MATERIAL SHOWN START
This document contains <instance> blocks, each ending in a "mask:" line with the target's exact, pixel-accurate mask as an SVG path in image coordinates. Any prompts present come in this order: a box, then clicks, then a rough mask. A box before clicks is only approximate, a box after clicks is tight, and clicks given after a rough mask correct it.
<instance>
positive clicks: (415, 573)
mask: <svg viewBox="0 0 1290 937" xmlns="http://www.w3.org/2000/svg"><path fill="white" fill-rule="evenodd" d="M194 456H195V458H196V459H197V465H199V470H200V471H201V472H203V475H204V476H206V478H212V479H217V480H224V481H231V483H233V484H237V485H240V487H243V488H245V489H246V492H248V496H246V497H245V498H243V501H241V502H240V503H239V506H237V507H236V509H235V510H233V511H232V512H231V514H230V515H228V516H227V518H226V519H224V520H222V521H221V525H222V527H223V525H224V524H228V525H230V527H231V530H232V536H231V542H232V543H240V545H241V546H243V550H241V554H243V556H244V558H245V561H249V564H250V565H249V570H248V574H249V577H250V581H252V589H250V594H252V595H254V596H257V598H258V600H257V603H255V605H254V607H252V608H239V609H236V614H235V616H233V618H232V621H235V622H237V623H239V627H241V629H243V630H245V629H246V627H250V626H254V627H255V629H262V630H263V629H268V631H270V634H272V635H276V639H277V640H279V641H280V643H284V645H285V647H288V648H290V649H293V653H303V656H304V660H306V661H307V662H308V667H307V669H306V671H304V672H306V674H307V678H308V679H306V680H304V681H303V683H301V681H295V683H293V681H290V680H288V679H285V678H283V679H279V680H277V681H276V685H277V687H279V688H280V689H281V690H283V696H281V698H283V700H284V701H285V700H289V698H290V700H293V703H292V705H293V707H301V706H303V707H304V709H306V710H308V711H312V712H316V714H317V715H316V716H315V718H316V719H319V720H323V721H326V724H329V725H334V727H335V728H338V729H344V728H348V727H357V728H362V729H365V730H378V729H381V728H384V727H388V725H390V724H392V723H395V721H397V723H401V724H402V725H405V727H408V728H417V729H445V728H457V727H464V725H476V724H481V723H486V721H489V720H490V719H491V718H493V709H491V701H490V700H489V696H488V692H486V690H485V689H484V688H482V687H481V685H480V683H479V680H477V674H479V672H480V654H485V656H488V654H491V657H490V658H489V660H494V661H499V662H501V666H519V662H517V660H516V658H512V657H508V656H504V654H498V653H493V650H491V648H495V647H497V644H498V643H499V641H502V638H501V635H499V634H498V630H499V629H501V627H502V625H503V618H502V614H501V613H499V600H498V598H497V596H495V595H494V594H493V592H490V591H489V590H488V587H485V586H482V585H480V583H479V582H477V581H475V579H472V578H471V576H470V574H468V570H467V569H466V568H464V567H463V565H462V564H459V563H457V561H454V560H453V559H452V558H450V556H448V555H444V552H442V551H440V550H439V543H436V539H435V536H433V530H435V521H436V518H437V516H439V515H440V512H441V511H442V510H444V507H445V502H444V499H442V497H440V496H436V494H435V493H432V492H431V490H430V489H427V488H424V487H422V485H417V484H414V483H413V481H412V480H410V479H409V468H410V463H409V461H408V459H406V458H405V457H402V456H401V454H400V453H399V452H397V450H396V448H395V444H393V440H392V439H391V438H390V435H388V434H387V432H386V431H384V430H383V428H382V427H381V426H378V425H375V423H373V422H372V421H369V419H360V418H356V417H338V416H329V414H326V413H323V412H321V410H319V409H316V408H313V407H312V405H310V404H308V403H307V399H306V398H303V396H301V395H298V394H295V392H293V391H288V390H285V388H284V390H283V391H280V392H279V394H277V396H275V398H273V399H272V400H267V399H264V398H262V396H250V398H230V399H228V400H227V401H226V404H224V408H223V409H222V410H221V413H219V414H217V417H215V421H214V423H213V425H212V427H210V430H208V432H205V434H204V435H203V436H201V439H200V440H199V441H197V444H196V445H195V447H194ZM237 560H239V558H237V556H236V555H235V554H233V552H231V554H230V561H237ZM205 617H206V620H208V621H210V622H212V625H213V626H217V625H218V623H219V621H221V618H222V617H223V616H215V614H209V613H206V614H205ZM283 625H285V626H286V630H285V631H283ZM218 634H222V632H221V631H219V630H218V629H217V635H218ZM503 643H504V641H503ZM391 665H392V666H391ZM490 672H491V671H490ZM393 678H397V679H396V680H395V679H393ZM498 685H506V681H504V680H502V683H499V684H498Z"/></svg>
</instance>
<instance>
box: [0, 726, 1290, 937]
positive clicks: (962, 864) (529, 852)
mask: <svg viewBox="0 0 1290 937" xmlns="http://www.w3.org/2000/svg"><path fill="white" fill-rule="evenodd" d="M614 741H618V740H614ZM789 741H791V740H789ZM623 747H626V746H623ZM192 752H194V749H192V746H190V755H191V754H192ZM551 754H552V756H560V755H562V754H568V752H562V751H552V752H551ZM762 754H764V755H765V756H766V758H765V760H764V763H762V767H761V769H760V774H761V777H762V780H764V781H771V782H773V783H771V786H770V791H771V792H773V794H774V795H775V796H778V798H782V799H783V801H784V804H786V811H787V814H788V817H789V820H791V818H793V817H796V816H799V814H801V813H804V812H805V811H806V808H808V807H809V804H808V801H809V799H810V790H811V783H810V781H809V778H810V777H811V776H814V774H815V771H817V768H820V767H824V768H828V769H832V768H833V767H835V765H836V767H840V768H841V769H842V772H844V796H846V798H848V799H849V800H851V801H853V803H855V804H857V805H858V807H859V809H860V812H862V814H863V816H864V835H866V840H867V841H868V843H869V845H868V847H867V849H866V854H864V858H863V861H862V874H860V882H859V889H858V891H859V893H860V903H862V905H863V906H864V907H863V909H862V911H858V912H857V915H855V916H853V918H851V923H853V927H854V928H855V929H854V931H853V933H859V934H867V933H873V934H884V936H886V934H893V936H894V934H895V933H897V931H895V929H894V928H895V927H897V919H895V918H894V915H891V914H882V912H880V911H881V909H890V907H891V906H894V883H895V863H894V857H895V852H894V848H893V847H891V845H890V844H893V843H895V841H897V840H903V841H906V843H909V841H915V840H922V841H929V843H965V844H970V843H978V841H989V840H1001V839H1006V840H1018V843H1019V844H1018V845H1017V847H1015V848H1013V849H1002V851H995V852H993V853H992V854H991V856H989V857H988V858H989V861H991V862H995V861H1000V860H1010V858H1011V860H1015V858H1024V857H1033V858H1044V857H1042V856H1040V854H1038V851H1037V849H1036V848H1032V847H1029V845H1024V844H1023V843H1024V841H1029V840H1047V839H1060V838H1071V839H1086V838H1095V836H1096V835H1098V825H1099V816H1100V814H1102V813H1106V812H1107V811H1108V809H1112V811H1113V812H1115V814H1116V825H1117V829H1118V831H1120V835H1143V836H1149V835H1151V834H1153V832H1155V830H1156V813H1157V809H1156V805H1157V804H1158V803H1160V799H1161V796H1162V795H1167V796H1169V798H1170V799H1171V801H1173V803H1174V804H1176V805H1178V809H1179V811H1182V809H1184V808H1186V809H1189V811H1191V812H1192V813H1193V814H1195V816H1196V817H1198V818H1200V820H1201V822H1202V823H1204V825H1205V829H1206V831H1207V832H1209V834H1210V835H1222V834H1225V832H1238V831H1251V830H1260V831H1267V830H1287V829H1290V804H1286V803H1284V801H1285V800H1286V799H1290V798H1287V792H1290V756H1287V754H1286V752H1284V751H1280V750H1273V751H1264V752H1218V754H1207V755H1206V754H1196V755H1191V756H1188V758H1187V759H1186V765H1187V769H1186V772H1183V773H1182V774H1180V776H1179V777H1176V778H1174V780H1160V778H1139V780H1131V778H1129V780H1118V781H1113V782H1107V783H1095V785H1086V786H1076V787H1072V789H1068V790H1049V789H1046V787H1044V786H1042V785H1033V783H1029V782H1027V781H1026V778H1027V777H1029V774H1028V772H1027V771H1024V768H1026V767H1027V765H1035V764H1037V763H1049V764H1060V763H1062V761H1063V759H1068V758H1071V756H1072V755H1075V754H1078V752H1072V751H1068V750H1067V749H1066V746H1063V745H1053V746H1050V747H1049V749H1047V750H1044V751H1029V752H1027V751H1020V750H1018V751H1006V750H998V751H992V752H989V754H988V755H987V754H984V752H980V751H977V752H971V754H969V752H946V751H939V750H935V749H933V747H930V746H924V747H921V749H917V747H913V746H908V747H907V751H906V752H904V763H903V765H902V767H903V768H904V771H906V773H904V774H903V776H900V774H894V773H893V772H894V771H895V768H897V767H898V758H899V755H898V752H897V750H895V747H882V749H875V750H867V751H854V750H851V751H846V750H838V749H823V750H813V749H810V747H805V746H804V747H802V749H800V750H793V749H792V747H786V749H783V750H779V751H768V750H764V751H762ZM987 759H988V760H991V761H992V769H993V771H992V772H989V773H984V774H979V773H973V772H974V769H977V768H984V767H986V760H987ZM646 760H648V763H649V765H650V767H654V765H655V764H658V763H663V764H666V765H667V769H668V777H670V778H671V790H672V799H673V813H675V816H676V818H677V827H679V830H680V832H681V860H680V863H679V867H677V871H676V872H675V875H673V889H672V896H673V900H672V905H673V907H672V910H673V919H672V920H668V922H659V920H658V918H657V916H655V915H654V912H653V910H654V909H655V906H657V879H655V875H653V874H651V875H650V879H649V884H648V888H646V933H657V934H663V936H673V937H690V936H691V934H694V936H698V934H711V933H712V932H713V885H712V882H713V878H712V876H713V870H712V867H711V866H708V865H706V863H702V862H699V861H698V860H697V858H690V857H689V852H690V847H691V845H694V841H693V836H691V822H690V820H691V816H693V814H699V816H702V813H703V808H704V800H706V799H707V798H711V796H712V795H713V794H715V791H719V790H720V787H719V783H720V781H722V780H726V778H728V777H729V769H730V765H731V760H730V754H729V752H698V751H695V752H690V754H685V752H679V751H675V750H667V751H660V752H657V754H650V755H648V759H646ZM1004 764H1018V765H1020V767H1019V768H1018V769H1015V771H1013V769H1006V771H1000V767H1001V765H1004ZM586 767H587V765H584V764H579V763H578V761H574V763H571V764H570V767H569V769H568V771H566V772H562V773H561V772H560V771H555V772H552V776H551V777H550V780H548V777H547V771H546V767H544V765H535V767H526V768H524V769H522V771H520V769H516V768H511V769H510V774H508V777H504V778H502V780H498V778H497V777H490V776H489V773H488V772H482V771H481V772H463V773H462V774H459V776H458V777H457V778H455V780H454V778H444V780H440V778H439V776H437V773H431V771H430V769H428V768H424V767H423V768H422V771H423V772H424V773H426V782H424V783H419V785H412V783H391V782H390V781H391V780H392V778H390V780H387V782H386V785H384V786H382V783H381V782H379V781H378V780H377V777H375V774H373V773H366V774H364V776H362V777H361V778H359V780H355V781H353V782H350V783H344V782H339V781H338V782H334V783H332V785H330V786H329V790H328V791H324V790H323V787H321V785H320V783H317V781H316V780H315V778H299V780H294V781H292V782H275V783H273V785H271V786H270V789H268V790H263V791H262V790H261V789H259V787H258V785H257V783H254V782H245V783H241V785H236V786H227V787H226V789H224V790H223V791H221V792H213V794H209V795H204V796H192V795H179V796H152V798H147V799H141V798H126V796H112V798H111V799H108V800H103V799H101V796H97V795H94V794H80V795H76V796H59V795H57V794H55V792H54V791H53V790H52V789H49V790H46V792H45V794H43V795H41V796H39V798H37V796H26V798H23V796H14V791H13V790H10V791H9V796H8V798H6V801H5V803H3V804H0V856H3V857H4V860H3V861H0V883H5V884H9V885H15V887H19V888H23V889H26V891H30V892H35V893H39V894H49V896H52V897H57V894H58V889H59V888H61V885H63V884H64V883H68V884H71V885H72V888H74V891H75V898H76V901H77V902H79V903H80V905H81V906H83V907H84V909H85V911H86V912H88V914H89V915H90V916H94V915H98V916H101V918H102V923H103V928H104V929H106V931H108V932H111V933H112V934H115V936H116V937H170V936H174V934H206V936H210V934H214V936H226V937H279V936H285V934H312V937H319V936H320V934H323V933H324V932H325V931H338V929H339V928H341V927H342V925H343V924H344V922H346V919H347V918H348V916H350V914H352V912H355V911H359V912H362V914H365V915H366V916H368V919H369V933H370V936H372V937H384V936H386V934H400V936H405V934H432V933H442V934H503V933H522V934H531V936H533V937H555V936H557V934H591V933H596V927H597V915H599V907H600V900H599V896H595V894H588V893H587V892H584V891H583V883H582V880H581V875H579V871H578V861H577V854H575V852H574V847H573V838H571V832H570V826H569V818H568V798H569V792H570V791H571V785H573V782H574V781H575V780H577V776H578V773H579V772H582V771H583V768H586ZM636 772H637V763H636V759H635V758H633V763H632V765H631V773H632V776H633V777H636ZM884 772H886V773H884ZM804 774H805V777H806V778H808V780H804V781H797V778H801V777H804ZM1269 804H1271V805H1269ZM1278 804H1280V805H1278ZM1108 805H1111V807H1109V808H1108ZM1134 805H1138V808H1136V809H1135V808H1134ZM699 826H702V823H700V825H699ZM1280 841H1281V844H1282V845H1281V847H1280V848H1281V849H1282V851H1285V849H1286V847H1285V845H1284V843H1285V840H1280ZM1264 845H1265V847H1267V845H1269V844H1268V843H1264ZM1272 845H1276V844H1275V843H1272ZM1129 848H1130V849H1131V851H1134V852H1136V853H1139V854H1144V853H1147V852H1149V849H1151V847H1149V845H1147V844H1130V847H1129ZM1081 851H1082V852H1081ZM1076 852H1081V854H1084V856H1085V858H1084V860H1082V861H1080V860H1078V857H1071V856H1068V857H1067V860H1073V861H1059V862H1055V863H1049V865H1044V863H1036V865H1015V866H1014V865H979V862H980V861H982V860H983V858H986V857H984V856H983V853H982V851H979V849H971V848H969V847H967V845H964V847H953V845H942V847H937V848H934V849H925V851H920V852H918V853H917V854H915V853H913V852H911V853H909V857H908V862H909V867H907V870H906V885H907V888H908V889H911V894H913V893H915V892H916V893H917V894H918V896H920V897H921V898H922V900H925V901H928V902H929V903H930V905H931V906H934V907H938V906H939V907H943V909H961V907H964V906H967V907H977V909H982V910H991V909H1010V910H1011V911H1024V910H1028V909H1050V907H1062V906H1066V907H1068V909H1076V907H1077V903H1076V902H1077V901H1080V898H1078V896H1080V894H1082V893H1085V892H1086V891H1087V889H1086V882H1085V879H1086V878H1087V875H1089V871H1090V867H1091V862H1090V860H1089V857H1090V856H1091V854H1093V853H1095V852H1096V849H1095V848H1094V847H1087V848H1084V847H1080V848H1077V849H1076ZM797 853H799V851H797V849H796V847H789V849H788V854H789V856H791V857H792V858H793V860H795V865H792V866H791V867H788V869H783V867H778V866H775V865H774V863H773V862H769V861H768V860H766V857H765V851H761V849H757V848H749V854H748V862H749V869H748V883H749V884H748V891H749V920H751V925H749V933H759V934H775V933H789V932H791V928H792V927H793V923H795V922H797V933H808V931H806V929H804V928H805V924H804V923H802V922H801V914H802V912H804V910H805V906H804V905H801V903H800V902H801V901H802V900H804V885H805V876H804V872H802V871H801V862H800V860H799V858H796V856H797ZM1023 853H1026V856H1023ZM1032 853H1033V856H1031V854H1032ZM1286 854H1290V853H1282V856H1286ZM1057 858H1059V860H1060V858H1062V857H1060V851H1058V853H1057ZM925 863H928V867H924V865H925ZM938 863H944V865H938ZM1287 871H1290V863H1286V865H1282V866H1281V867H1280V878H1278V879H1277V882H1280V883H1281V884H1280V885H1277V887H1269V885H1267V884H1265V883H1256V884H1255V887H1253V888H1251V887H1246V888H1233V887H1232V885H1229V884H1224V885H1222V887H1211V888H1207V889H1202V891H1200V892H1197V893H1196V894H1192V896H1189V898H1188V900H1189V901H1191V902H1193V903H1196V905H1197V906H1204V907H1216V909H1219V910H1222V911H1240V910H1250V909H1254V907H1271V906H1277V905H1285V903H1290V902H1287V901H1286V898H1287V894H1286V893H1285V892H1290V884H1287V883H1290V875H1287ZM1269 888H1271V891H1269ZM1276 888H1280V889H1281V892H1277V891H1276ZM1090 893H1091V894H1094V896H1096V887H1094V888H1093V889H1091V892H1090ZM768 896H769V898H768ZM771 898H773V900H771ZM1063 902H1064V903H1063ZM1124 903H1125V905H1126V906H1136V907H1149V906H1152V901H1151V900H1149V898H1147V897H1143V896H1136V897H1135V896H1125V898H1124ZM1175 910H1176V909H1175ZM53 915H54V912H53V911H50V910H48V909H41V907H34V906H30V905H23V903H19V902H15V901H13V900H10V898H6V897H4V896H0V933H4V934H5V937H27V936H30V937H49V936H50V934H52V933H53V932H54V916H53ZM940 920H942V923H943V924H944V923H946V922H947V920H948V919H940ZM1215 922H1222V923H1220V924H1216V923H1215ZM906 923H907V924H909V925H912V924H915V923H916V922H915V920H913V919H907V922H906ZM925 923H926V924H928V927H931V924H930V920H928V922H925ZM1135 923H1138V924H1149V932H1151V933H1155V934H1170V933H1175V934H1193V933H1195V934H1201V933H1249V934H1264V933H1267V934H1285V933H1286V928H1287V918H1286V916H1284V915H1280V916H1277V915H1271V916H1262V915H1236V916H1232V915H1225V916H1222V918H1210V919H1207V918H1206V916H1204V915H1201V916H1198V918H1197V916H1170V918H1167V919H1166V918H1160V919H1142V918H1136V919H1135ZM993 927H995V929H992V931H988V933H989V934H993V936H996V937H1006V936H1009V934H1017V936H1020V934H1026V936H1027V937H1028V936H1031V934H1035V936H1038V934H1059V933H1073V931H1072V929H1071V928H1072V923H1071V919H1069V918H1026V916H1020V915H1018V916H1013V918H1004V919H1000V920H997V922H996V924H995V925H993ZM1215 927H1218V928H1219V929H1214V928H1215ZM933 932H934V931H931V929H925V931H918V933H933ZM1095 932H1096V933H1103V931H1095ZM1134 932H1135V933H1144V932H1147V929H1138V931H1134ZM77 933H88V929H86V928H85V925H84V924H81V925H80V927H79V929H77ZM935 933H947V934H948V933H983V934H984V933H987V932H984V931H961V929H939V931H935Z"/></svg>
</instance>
MATERIAL SHOWN END
# [TASK DIRECTIONS]
Among the lines of the listing, count those containing the word "positive". Answer with the count alone.

# [WRITTEN ANSWER]
2